* **Written instruction**: Can you recast the entries below as a numbered list, one item per line, with any blank lines left out?

— BEGIN —

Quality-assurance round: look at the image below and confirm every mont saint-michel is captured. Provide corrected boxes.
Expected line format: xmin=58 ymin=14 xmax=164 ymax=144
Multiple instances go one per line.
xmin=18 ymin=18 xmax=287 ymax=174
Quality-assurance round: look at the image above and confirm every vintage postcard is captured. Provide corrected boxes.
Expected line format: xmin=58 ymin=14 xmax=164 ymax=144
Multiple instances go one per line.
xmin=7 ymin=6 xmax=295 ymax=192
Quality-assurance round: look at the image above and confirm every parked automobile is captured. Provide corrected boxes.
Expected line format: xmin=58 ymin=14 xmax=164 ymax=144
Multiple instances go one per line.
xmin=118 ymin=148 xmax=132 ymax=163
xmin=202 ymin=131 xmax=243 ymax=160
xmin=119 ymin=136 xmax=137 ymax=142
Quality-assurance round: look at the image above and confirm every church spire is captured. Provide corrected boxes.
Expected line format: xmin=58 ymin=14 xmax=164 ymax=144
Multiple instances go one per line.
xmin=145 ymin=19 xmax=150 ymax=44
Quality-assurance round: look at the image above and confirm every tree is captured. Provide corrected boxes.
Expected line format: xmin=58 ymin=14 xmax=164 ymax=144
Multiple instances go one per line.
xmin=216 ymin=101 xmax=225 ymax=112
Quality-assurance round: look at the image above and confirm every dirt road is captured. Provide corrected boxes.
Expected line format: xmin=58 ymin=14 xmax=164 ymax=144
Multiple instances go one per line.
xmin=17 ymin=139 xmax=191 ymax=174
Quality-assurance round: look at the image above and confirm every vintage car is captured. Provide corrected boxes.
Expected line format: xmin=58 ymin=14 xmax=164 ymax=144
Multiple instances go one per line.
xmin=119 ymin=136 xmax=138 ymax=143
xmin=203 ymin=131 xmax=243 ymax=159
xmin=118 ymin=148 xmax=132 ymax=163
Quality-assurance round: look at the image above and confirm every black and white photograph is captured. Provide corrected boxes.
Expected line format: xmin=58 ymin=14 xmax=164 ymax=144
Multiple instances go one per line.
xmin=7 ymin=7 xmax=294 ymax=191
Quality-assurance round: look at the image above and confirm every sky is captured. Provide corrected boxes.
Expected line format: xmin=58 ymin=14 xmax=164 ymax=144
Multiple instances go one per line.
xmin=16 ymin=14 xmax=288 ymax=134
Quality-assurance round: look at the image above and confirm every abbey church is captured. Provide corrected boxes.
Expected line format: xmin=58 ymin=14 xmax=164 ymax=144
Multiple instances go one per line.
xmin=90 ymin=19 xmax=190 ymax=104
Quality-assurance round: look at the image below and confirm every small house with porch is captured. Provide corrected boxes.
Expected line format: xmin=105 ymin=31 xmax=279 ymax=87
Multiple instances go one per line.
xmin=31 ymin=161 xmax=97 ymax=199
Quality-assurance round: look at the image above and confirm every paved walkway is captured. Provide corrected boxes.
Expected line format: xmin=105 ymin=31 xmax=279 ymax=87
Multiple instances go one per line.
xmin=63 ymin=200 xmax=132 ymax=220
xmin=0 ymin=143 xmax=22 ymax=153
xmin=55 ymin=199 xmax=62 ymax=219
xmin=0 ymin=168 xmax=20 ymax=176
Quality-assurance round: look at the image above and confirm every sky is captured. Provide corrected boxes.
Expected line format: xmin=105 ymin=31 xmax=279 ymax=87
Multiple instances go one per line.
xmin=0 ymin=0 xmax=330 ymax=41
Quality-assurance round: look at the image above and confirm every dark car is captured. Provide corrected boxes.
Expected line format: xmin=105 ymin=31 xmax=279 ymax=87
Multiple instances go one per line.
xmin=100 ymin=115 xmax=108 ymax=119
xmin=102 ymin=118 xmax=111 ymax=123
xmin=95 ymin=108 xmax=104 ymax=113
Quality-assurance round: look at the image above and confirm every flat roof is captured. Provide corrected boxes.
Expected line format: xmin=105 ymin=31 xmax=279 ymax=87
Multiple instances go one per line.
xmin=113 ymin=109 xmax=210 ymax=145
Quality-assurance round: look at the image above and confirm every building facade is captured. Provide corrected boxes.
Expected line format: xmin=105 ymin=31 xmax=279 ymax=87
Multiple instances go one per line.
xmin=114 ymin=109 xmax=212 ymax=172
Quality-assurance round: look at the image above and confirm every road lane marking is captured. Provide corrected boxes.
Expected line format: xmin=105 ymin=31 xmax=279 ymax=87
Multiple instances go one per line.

— END —

* **The response**:
1. Quality-assurance round: look at the image below and confirm every mont saint-michel is captured. Provide corrected boxes.
2. Expected line format: xmin=58 ymin=14 xmax=164 ymax=144
3. Multiple instances go one per line.
4. xmin=18 ymin=18 xmax=287 ymax=174
5. Quality-assurance round: look at the image above and confirm every vintage postcard is captured. Provide corrected boxes.
6. Expected line format: xmin=58 ymin=14 xmax=164 ymax=144
7. Multiple instances go one per line.
8. xmin=7 ymin=6 xmax=295 ymax=192
9. Quality-assurance round: look at the image above and confirm every parked automobile is captured. Provide corrected boxes.
10. Expected line format: xmin=58 ymin=14 xmax=164 ymax=144
11. Multiple instances go one per line.
12. xmin=118 ymin=148 xmax=132 ymax=163
13. xmin=202 ymin=131 xmax=243 ymax=160
14. xmin=119 ymin=136 xmax=137 ymax=142
15. Quality-assurance round: look at the image above and confirm every church spire is captured. Provide corrected boxes.
16. Expected line format: xmin=58 ymin=14 xmax=164 ymax=144
17. Multiple instances go one per line.
18. xmin=145 ymin=19 xmax=150 ymax=44
19. Quality-assurance round: look at the image above and confirm every tree is captured. Provide corrected boxes.
20. Expected line format: xmin=58 ymin=14 xmax=164 ymax=144
21. Multiple instances go one per line.
22. xmin=216 ymin=101 xmax=225 ymax=112
23. Quality-assurance round: look at the image above and confirm every dirt road is captured. Provide corrected boxes.
24. Expected line format: xmin=58 ymin=14 xmax=164 ymax=144
25. Multiple instances go one per line.
26. xmin=17 ymin=139 xmax=191 ymax=174
27. Quality-assurance round: look at the image above and confirm every vintage car is captured. Provide corrected boxes.
28. Expected line format: xmin=58 ymin=14 xmax=164 ymax=144
29. Multiple instances go one per line.
30. xmin=119 ymin=136 xmax=138 ymax=143
31. xmin=203 ymin=131 xmax=243 ymax=159
32. xmin=118 ymin=148 xmax=132 ymax=163
33. Quality-assurance round: look at the image above and confirm every black and white photograph is captured. Provide corrected boxes.
34. Expected line format: xmin=58 ymin=14 xmax=164 ymax=144
35. Multiple instances go one per line.
36. xmin=7 ymin=7 xmax=294 ymax=191
37. Quality-assurance round: look at the image above and confirm every sky is captured. Provide corrected boxes.
38. Expected line format: xmin=58 ymin=14 xmax=164 ymax=144
39. Multiple instances go one per line.
40. xmin=16 ymin=14 xmax=288 ymax=134
41. Quality-assurance round: look at the image above and confirm every abbey church is captured. Provide corrected boxes.
42. Expected line format: xmin=58 ymin=14 xmax=164 ymax=144
43. Multiple instances go one per line.
44. xmin=90 ymin=19 xmax=190 ymax=104
45. Quality-assurance round: look at the image below and confirm every small house with porch is captured. Provide corrected boxes.
46. Expected line format: xmin=105 ymin=31 xmax=279 ymax=87
47. Multiple instances go one per line.
48. xmin=31 ymin=161 xmax=97 ymax=199
49. Quality-assurance round: look at the image above and confirm every paved walkway is captured. Provide corrected boxes.
50. Expected line format: xmin=105 ymin=31 xmax=279 ymax=87
51. Multiple instances go one per line.
52. xmin=63 ymin=200 xmax=132 ymax=220
53. xmin=0 ymin=143 xmax=22 ymax=153
54. xmin=55 ymin=199 xmax=62 ymax=219
55. xmin=0 ymin=168 xmax=20 ymax=176
56. Quality-assurance round: look at the image above and confirm every sky is captured. Provide corrected boxes.
57. Expected line format: xmin=105 ymin=31 xmax=279 ymax=87
58. Multiple instances go one per line.
59. xmin=0 ymin=0 xmax=330 ymax=41
60. Quality-assurance round: look at the image above and confirm every dark car is captured. Provide corrected boxes.
61. Expected line format: xmin=105 ymin=31 xmax=279 ymax=87
62. Multiple instances go one per line.
63. xmin=100 ymin=115 xmax=108 ymax=119
64. xmin=102 ymin=118 xmax=111 ymax=123
65. xmin=95 ymin=108 xmax=104 ymax=113
66. Quality-assurance round: look at the image above and confirm every flat roof is captured. Provide corrected boxes.
67. Expected line format: xmin=105 ymin=31 xmax=279 ymax=87
68. Multiple instances go one per line.
69. xmin=113 ymin=109 xmax=210 ymax=145
70. Quality-assurance round: look at the image above and confirm every building facade is captured. Provide corrected boxes.
71. Expected line format: xmin=105 ymin=31 xmax=279 ymax=87
72. Multiple instances go one per line.
73. xmin=114 ymin=109 xmax=212 ymax=172
74. Quality-assurance round: look at the image above and confirm every road lane marking is captured. Provide corrected boxes.
75. Expected line format: xmin=105 ymin=31 xmax=279 ymax=87
76. Multiple instances go one per line.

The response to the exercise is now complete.